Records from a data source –
-- Opening Marker --

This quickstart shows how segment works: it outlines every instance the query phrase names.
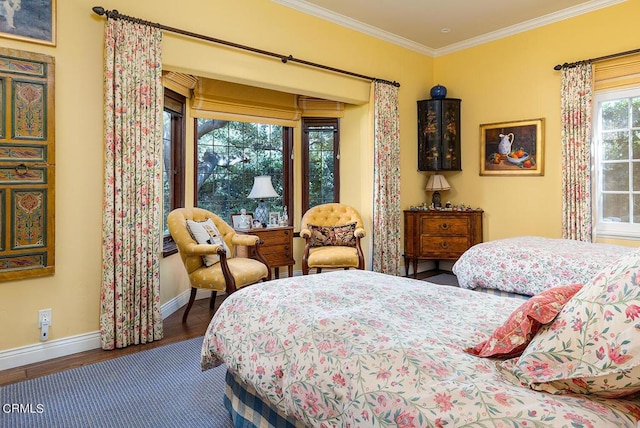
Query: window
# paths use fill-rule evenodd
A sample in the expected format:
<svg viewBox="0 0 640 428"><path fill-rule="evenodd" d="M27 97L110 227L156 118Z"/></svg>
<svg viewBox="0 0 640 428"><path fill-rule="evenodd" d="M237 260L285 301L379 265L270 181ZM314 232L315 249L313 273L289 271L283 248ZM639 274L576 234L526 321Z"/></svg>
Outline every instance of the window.
<svg viewBox="0 0 640 428"><path fill-rule="evenodd" d="M640 238L640 89L595 96L598 236Z"/></svg>
<svg viewBox="0 0 640 428"><path fill-rule="evenodd" d="M340 201L340 128L336 118L302 119L302 212Z"/></svg>
<svg viewBox="0 0 640 428"><path fill-rule="evenodd" d="M165 88L162 138L163 256L177 252L169 234L167 216L171 210L184 206L184 110L185 97Z"/></svg>
<svg viewBox="0 0 640 428"><path fill-rule="evenodd" d="M247 199L253 178L270 175L280 197L265 201L269 210L282 212L286 204L293 212L292 128L202 118L195 122L196 206L230 223L231 214L242 208L253 212L258 205Z"/></svg>

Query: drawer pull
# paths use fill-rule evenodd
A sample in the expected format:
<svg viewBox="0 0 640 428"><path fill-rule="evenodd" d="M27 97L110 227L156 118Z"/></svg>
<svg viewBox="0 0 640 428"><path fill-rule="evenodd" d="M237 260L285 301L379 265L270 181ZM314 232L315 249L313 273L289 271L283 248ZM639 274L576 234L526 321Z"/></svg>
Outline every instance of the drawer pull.
<svg viewBox="0 0 640 428"><path fill-rule="evenodd" d="M442 229L442 230L447 230L447 229L449 229L450 227L451 227L451 226L450 226L450 225L448 225L447 223L441 223L441 224L440 224L440 229Z"/></svg>
<svg viewBox="0 0 640 428"><path fill-rule="evenodd" d="M27 168L25 164L21 163L20 165L16 166L16 174L25 175L27 172L29 172L29 168Z"/></svg>
<svg viewBox="0 0 640 428"><path fill-rule="evenodd" d="M445 241L440 243L440 246L446 250L447 248L449 248L449 243Z"/></svg>

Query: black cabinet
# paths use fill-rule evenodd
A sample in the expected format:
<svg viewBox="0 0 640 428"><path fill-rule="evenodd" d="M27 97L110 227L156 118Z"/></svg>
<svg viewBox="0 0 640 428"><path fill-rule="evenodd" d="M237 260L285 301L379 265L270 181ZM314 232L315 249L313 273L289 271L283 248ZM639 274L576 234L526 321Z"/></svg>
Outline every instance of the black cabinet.
<svg viewBox="0 0 640 428"><path fill-rule="evenodd" d="M460 102L418 101L418 171L460 171Z"/></svg>

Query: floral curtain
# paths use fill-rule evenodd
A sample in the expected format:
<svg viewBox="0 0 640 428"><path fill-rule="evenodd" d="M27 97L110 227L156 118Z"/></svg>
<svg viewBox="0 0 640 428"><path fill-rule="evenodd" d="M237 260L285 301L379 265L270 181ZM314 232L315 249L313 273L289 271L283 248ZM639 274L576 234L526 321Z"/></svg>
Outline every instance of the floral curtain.
<svg viewBox="0 0 640 428"><path fill-rule="evenodd" d="M562 237L591 242L591 63L562 70Z"/></svg>
<svg viewBox="0 0 640 428"><path fill-rule="evenodd" d="M103 349L159 340L161 31L108 19L105 30Z"/></svg>
<svg viewBox="0 0 640 428"><path fill-rule="evenodd" d="M373 270L400 274L398 88L374 82Z"/></svg>

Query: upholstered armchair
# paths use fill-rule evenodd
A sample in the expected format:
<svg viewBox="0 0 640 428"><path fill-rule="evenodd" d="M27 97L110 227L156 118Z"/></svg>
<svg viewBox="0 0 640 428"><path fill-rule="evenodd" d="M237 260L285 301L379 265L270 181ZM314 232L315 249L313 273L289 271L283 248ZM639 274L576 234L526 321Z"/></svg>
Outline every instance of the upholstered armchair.
<svg viewBox="0 0 640 428"><path fill-rule="evenodd" d="M259 237L236 234L220 217L201 208L175 209L169 213L168 223L191 283L182 322L187 320L198 288L211 290L209 307L213 308L218 291L231 294L238 288L271 279L269 264L260 253ZM235 257L237 245L255 247L258 260Z"/></svg>
<svg viewBox="0 0 640 428"><path fill-rule="evenodd" d="M360 214L348 205L330 203L307 211L300 222L300 237L304 238L302 274L315 268L364 269L360 240L365 231Z"/></svg>

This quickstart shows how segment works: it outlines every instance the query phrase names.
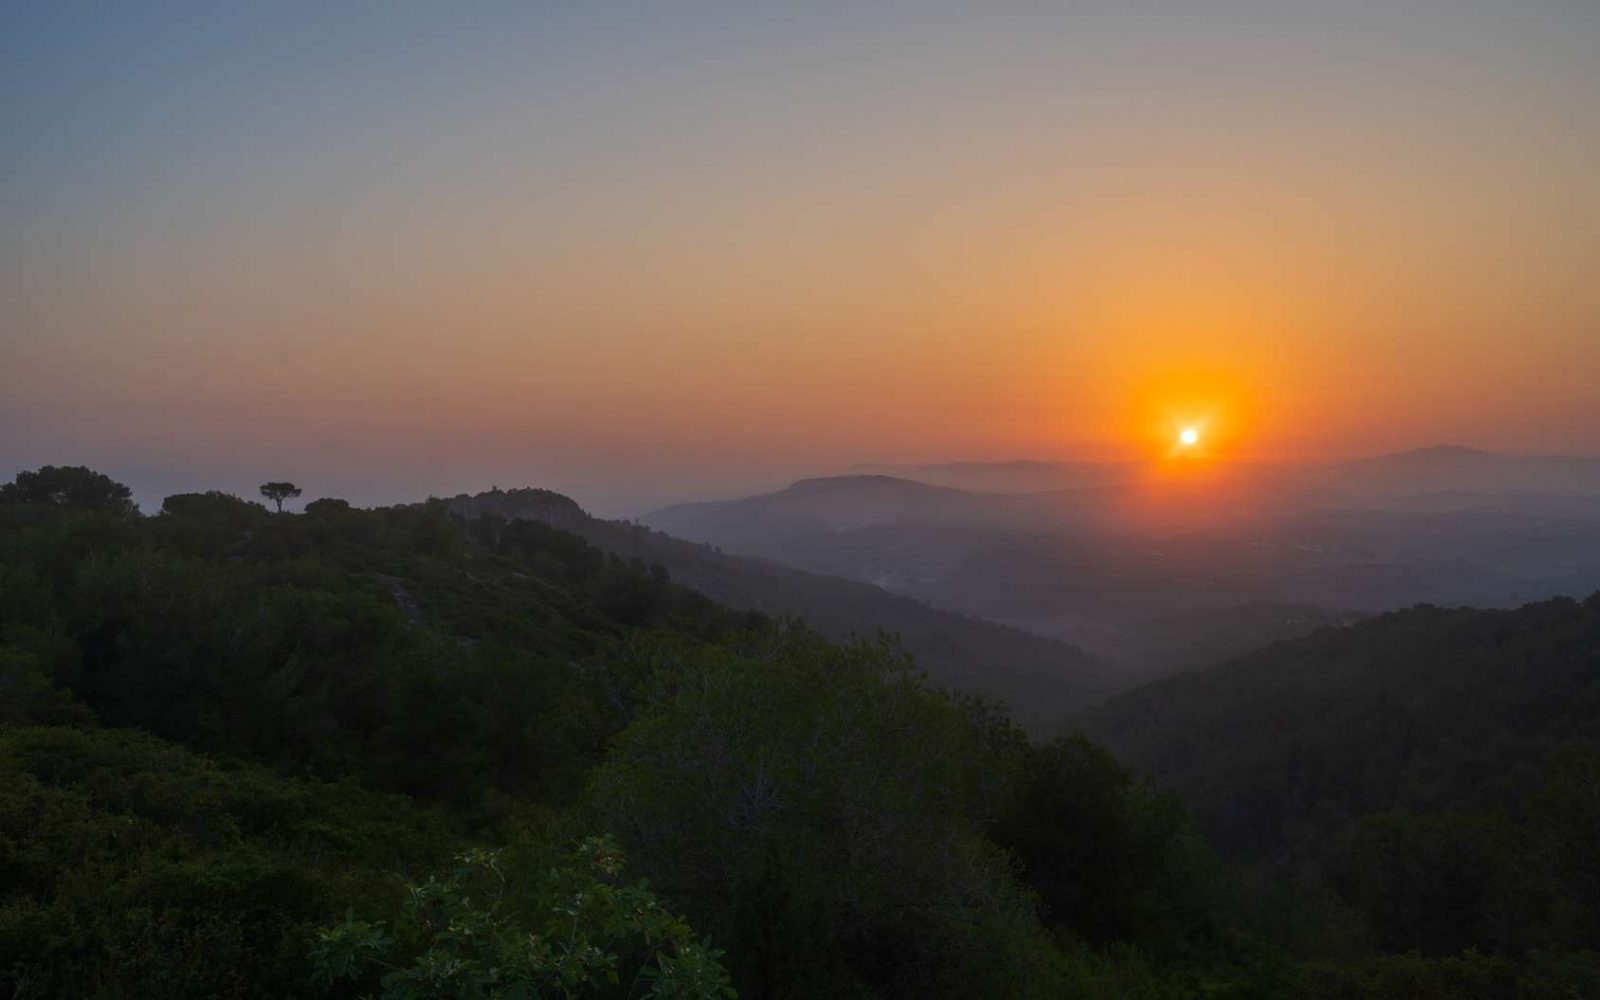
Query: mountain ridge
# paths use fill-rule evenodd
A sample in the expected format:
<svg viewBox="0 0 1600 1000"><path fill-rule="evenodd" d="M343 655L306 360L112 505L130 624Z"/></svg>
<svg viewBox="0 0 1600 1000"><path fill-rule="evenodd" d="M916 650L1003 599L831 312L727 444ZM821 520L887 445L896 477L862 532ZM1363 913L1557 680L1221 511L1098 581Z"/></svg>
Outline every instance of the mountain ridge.
<svg viewBox="0 0 1600 1000"><path fill-rule="evenodd" d="M555 526L607 552L660 564L674 581L712 600L799 617L832 638L880 630L897 634L935 683L997 697L1035 732L1117 687L1105 664L1059 639L933 607L859 580L728 555L643 524L591 517L576 501L552 491L495 490L460 494L445 503L465 517L562 518Z"/></svg>

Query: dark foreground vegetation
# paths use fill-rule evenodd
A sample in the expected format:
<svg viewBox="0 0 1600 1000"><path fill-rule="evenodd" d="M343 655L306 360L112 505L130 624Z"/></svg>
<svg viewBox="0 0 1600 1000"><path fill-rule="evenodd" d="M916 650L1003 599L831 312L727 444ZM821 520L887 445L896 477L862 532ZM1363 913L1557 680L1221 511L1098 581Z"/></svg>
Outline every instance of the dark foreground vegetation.
<svg viewBox="0 0 1600 1000"><path fill-rule="evenodd" d="M0 997L1592 996L1597 650L1419 610L1113 705L1197 826L547 524L25 473Z"/></svg>
<svg viewBox="0 0 1600 1000"><path fill-rule="evenodd" d="M1271 888L1286 947L1600 947L1600 594L1325 629L1115 698L1090 726Z"/></svg>

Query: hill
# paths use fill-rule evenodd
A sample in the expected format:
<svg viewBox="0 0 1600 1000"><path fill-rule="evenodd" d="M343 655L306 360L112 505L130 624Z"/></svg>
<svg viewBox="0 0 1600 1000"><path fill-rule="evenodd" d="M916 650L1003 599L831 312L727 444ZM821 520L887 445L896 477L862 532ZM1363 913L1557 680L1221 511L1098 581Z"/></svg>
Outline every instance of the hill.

-- Closing Marker --

ABOUT THIS TASK – Omitting all images, retype each line of the records precisely.

REPLY TO THE EXERCISE –
This quickstart shows how segment works: it outlines every instance the query phrase names.
Query: window
# paths use fill-rule evenodd
A sample in the expected format:
<svg viewBox="0 0 640 428"><path fill-rule="evenodd" d="M27 97L110 227L156 118Z"/></svg>
<svg viewBox="0 0 640 428"><path fill-rule="evenodd" d="M237 260L285 301L379 265L270 181ZM314 232L315 249L313 273L289 271L283 248ZM639 274L576 234L526 321Z"/></svg>
Outline every instance of the window.
<svg viewBox="0 0 640 428"><path fill-rule="evenodd" d="M640 238L640 89L595 96L598 236Z"/></svg>
<svg viewBox="0 0 640 428"><path fill-rule="evenodd" d="M340 201L340 128L336 118L302 119L302 212Z"/></svg>
<svg viewBox="0 0 640 428"><path fill-rule="evenodd" d="M165 88L162 138L163 256L177 252L169 234L167 216L171 210L184 206L184 110L185 97Z"/></svg>
<svg viewBox="0 0 640 428"><path fill-rule="evenodd" d="M247 199L253 178L270 175L280 197L265 201L269 210L282 212L286 204L293 212L292 128L202 118L195 122L196 206L230 223L231 214L242 208L253 212L258 205Z"/></svg>

Query: drawer pull
# paths use fill-rule evenodd
A sample in the expected format:
<svg viewBox="0 0 640 428"><path fill-rule="evenodd" d="M27 97L110 227L156 118Z"/></svg>
<svg viewBox="0 0 640 428"><path fill-rule="evenodd" d="M237 260L285 301L379 265L270 181ZM314 232L315 249L313 273L289 271L283 248ZM639 274L576 234L526 321Z"/></svg>
Outline every instance of the drawer pull.
<svg viewBox="0 0 640 428"><path fill-rule="evenodd" d="M442 229L442 230L447 230L447 229L449 229L450 227L451 227L451 226L450 226L450 225L448 225L447 223L441 223L441 224L440 224L440 229Z"/></svg>
<svg viewBox="0 0 640 428"><path fill-rule="evenodd" d="M27 168L25 164L21 163L20 165L16 166L16 174L25 175L27 172L29 172L29 168Z"/></svg>
<svg viewBox="0 0 640 428"><path fill-rule="evenodd" d="M445 241L440 243L440 246L446 250L447 248L449 248L449 243Z"/></svg>

Query: black cabinet
# paths use fill-rule evenodd
A sample in the expected format:
<svg viewBox="0 0 640 428"><path fill-rule="evenodd" d="M27 97L110 227L156 118Z"/></svg>
<svg viewBox="0 0 640 428"><path fill-rule="evenodd" d="M237 260L285 301L379 265L270 181ZM314 232L315 249L313 273L289 271L283 248ZM639 274L576 234L526 321Z"/></svg>
Outline every instance of the black cabinet.
<svg viewBox="0 0 640 428"><path fill-rule="evenodd" d="M460 102L418 101L418 171L460 171Z"/></svg>

Query: floral curtain
# paths use fill-rule evenodd
A sample in the expected format:
<svg viewBox="0 0 640 428"><path fill-rule="evenodd" d="M27 97L110 227L156 118Z"/></svg>
<svg viewBox="0 0 640 428"><path fill-rule="evenodd" d="M237 260L285 301L379 265L270 181ZM314 232L315 249L313 273L289 271L283 248ZM639 274L576 234L526 321Z"/></svg>
Outline every instance of the floral curtain.
<svg viewBox="0 0 640 428"><path fill-rule="evenodd" d="M562 237L591 242L591 63L562 70Z"/></svg>
<svg viewBox="0 0 640 428"><path fill-rule="evenodd" d="M103 349L159 340L161 31L108 19L105 30Z"/></svg>
<svg viewBox="0 0 640 428"><path fill-rule="evenodd" d="M373 270L400 274L398 88L374 82Z"/></svg>

Query: upholstered armchair
# paths use fill-rule evenodd
A sample in the expected format:
<svg viewBox="0 0 640 428"><path fill-rule="evenodd" d="M27 97L110 227L156 118Z"/></svg>
<svg viewBox="0 0 640 428"><path fill-rule="evenodd" d="M237 260L285 301L379 265L270 181ZM314 232L315 249L313 273L289 271L283 248ZM639 274L576 234L526 321Z"/></svg>
Outline every instance of the upholstered armchair.
<svg viewBox="0 0 640 428"><path fill-rule="evenodd" d="M259 237L236 234L220 217L201 208L175 209L169 213L168 223L191 283L182 322L187 320L198 288L211 290L209 307L213 308L218 291L231 294L238 288L271 279L269 264L260 253ZM235 257L237 245L255 247L258 260Z"/></svg>
<svg viewBox="0 0 640 428"><path fill-rule="evenodd" d="M360 214L348 205L330 203L307 211L300 222L300 237L304 238L302 274L315 268L364 269L360 240L365 231Z"/></svg>

This quickstart shows how segment works: it outlines every instance the query phrase names.
Query: mountain ridge
# paths use fill-rule evenodd
A sample in the expected format:
<svg viewBox="0 0 1600 1000"><path fill-rule="evenodd" d="M343 655L306 360L112 505L130 624Z"/></svg>
<svg viewBox="0 0 1600 1000"><path fill-rule="evenodd" d="M916 650L1003 599L831 312L727 444ZM821 520L887 445L896 477L862 532ZM1363 913L1557 680L1221 511L1098 581Z"/></svg>
Outline every instance of the mountain ridge.
<svg viewBox="0 0 1600 1000"><path fill-rule="evenodd" d="M555 526L607 552L660 564L674 581L712 600L799 617L832 638L880 630L897 634L935 683L997 697L1035 732L1117 687L1105 664L1059 639L933 607L859 580L728 555L643 524L591 517L576 501L552 491L495 490L460 494L445 503L465 517L562 518Z"/></svg>

Query: dark foreground vegetation
# paths use fill-rule evenodd
A sample in the expected format:
<svg viewBox="0 0 1600 1000"><path fill-rule="evenodd" d="M343 655L306 360L112 505L130 624Z"/></svg>
<svg viewBox="0 0 1600 1000"><path fill-rule="evenodd" d="M916 650L1003 599L831 312L727 444ZM821 520L887 445L896 477L862 532ZM1363 913L1557 680L1221 511L1098 581Z"/></svg>
Outline every instance of the dark foreground vegetation.
<svg viewBox="0 0 1600 1000"><path fill-rule="evenodd" d="M0 997L1592 996L1597 650L1419 610L1113 705L1197 826L547 524L25 473Z"/></svg>
<svg viewBox="0 0 1600 1000"><path fill-rule="evenodd" d="M1271 888L1286 947L1600 947L1600 594L1325 629L1115 698L1090 726Z"/></svg>

Query: hill
# paths use fill-rule evenodd
A sample in the expected format:
<svg viewBox="0 0 1600 1000"><path fill-rule="evenodd" d="M343 655L306 360L112 505L130 624Z"/></svg>
<svg viewBox="0 0 1600 1000"><path fill-rule="evenodd" d="M916 650L1003 599L831 312L727 444ZM821 520L887 445L896 477L862 532ZM1363 913L1557 680L1221 511L1098 581Z"/></svg>
Outline every instance of the hill.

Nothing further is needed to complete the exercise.